# start of PASSAGE

I have given data for my dependent variable (y) and two covariates ('cov1' and 'cov2'). My approach so far has been the following:
% Data
y = [20, 21, 24, 26, 27, 28, 32, 37, 38, 39, 40, 45, 43, 40, 38];
cov1 = [70, 71, 74, 78, 78, 81, 83, 84, 86, 89, 91, 91, 92, 96, 91];
cov2 = [101, 101, 104, 108, 108, 110, 111, 114, 115, 117, 117, 118, 117, 119, 120];
% initial values
param_init = [0, 0, 0];
% function
y_model = @(p) p(1) + p(2).*cov1 + p(3).*cov2;
objective = @(p) sqrt(mean((y - y_model(p)).^2));
% optimization
[param_opt, fval] = fmincon(objective, param_init)
My goal is to minimize the RMSE between the observed y and my y_model values. At the moment I have specified three parameters for this purpose.
However, it would be interesting to know how I can specify that β is a p x 1 vector without specifying two separate parameters in my function ? I am not sure if this will work though?

Respuestas (1)

Matt J
Matt J el 19 de En. de 2021
Editada: Matt J el 19 de En. de 2021
I'm not sure why you are using fmincon for something that has a simple, non-iterative solution:
C=[cov1(:).^0,cov1(:),cov2(:)];
beta = C \ y(:);
If you will eventually be adding in linear constraints on your beta(i), then you should use lsqlin.

# end of PASSAGE
# start of SUPPLIED ENTRIES

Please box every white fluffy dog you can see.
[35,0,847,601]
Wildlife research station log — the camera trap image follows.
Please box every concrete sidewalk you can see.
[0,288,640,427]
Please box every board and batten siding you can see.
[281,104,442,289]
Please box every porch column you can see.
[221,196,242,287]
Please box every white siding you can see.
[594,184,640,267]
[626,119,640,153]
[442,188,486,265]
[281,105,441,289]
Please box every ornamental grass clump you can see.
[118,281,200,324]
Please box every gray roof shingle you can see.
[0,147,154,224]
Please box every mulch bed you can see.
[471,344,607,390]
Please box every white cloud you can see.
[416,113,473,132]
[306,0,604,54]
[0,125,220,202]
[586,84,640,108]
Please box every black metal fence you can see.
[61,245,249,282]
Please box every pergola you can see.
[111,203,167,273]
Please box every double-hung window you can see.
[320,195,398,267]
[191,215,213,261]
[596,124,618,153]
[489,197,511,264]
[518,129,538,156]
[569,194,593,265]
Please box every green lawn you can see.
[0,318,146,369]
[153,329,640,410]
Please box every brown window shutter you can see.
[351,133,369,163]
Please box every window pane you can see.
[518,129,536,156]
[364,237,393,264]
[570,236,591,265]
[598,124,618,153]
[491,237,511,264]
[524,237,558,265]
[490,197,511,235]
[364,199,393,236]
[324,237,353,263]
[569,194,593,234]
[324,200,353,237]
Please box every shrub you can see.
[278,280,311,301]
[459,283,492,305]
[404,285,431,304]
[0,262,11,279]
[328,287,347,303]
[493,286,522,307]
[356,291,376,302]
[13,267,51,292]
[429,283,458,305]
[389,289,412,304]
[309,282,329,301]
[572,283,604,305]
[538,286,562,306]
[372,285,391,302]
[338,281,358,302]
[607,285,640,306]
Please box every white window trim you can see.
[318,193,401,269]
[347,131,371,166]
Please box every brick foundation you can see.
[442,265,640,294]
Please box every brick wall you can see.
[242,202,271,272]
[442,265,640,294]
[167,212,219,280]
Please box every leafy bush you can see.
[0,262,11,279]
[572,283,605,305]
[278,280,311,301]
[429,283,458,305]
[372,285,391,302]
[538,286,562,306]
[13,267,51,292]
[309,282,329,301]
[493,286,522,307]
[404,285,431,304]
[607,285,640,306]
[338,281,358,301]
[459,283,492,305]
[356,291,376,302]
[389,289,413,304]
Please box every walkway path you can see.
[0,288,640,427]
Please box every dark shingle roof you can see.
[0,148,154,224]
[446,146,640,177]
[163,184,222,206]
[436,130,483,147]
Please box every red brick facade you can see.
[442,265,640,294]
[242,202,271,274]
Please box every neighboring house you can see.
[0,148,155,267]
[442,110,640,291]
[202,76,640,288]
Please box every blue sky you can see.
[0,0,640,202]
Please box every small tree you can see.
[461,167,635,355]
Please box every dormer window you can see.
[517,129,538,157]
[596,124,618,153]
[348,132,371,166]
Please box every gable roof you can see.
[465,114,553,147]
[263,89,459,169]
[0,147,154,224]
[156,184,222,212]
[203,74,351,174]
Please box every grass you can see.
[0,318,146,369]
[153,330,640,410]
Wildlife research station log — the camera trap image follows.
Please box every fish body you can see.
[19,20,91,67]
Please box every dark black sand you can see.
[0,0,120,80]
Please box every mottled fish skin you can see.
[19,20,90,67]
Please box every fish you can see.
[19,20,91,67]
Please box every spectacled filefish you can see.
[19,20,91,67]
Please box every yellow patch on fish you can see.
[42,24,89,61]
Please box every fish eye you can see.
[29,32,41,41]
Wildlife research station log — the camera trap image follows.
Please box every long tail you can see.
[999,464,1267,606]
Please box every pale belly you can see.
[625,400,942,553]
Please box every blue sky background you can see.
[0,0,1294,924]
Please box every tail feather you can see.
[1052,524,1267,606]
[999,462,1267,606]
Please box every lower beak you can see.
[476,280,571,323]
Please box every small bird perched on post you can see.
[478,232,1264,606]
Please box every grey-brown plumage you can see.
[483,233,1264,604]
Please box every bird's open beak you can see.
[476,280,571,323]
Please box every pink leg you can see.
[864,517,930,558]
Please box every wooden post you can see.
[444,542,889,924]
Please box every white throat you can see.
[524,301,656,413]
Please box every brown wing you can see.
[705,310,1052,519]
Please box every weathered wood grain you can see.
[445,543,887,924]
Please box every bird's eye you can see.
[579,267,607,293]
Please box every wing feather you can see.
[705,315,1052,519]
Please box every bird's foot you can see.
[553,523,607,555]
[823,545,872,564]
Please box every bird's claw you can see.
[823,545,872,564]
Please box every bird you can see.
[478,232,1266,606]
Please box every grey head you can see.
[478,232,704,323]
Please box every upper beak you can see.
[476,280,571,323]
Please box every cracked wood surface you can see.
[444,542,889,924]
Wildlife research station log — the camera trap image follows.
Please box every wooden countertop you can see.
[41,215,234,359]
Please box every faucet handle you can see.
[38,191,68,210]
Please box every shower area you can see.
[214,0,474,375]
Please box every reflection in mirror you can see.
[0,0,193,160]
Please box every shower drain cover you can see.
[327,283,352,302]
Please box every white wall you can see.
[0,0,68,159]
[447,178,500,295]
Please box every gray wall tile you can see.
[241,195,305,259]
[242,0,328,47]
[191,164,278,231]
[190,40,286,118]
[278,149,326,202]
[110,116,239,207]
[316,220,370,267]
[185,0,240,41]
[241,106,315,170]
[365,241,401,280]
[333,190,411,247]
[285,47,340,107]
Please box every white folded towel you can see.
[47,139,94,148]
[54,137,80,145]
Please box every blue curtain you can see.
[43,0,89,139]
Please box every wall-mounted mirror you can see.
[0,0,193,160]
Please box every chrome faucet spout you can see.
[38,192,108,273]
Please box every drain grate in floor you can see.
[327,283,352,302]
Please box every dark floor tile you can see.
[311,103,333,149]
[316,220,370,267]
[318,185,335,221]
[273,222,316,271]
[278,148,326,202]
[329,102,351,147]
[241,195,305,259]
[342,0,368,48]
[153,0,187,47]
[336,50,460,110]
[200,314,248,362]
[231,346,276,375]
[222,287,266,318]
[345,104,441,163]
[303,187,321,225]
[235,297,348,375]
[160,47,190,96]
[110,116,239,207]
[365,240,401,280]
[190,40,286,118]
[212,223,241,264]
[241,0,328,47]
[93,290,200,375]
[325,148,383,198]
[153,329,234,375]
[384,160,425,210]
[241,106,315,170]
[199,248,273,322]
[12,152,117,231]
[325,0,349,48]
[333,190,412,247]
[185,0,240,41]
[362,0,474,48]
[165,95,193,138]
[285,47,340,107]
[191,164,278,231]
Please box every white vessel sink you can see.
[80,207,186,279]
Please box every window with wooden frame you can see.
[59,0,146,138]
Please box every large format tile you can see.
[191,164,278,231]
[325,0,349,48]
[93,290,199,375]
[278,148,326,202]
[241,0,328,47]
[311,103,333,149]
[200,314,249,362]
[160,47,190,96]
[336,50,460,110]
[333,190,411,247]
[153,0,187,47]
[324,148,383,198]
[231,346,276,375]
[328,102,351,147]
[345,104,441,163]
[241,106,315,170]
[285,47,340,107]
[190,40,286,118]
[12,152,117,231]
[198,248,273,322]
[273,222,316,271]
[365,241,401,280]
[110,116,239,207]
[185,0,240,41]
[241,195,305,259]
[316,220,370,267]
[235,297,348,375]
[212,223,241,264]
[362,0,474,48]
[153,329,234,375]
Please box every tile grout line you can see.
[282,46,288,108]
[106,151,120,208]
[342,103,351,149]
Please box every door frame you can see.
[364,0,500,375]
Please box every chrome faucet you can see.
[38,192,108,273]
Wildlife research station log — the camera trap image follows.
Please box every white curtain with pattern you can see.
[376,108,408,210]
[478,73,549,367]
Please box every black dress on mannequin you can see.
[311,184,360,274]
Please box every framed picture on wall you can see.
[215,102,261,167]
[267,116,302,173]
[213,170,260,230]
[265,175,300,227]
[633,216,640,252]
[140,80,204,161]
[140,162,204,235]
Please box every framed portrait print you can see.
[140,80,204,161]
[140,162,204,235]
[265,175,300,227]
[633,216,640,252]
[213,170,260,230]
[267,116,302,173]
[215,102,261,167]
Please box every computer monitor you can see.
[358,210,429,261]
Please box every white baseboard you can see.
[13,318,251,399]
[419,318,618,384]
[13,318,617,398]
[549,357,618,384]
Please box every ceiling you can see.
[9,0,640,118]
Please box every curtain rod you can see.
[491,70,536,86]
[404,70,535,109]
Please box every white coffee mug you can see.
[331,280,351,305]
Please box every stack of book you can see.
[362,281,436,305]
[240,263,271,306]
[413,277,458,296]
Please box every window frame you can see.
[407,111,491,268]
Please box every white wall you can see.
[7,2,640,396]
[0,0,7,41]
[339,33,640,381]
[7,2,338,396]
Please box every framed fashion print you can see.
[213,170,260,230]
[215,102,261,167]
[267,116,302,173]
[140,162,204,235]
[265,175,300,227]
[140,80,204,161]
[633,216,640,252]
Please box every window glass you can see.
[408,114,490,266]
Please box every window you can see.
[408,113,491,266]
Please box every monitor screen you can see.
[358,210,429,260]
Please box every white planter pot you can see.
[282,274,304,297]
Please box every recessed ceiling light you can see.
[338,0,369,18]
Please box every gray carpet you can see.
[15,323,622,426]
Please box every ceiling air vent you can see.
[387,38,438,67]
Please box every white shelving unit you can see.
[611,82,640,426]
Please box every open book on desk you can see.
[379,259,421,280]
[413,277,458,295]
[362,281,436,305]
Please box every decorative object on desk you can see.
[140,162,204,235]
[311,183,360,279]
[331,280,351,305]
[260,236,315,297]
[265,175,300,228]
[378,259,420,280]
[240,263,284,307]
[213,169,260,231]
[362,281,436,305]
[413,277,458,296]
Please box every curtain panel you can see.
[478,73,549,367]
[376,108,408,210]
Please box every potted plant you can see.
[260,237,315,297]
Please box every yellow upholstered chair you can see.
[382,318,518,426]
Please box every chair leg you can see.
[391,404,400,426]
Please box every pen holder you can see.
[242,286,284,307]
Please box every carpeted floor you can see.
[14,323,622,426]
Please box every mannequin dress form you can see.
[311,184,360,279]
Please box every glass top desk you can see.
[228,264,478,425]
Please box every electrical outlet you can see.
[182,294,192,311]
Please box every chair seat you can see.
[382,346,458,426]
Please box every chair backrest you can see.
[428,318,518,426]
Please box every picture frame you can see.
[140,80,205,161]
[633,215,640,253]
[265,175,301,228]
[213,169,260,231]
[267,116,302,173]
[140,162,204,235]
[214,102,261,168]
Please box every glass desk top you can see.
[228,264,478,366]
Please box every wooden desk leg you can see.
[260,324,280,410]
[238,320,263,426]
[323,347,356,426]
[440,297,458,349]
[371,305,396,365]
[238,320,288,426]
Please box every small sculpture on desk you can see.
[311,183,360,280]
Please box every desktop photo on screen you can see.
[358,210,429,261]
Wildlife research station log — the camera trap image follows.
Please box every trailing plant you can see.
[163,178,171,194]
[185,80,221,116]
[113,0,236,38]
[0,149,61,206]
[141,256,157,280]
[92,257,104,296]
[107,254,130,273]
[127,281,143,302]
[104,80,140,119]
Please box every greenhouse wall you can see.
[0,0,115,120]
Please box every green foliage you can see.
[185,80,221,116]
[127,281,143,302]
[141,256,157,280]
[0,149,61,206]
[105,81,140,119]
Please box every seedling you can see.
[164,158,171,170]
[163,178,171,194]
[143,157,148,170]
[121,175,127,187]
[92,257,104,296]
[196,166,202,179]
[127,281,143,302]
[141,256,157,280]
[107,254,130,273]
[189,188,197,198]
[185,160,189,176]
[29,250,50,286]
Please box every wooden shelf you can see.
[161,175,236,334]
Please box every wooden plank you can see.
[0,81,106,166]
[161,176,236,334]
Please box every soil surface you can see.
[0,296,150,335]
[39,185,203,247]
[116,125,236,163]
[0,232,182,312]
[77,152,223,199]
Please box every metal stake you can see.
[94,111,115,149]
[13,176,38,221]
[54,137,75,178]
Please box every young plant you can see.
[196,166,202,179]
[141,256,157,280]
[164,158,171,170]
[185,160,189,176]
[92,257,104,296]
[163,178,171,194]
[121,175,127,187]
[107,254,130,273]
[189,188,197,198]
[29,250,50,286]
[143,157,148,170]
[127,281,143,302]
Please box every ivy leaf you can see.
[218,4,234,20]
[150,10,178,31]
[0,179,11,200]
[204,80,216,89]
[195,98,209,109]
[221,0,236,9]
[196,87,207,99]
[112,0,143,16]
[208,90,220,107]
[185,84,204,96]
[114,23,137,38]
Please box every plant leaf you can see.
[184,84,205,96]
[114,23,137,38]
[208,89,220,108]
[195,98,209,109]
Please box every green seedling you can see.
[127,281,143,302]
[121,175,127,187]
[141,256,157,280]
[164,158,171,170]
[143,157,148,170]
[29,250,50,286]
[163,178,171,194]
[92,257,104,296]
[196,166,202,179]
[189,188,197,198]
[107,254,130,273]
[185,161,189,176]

# end of SUPPLIED ENTRIES

EXERCISE SET
1. In the regression thread, which function does the reply recommend if linear constraints on beta(i) will be added later?
2. Pick up the regression thread after its final sentence and continue it.

RESULTS
1. lsqlin

2.
If you will eventually be adding in nonlinear (and possibly also linear) constraints, then you can set up fmincon as,
C=[cov1(:).^0,cov1(:),cov2(:)];
objective = @(p) norm(C*p(:)-y(:)).^2;
[beta_opt, fval] = fmincon(objective, beta_init,A,b,Aeq,beq,lb,ub,nonlcon);
  2 comentarios
M R
M R el 19 de En. de 2021
@Matt J thanks for your answer. This represents only a minimal working example and I will add constraints etc. Concerning the setup you described in fmincon, I have a hard time following you. In my example I get y_model by optimizaiton. In your model you assume it as given? It also seems that the dimensions of the two vectors to be compared do not fit? Can you give me a little advice on what I am missing here so that I can ultimately evaluate the RMSE between my given y and the y obtained from my model?
Matt J
Matt J el 19 de En. de 2021
Editada: Matt J el 19 de En. de 2021
Sorry, everywhere I had put "y_model", I really meant to have just "y".
The vectorized form of y_model that you are asking for, which doesn't require any explicit indexing of the parameters, is just,
y_model=@(p) C*p(:)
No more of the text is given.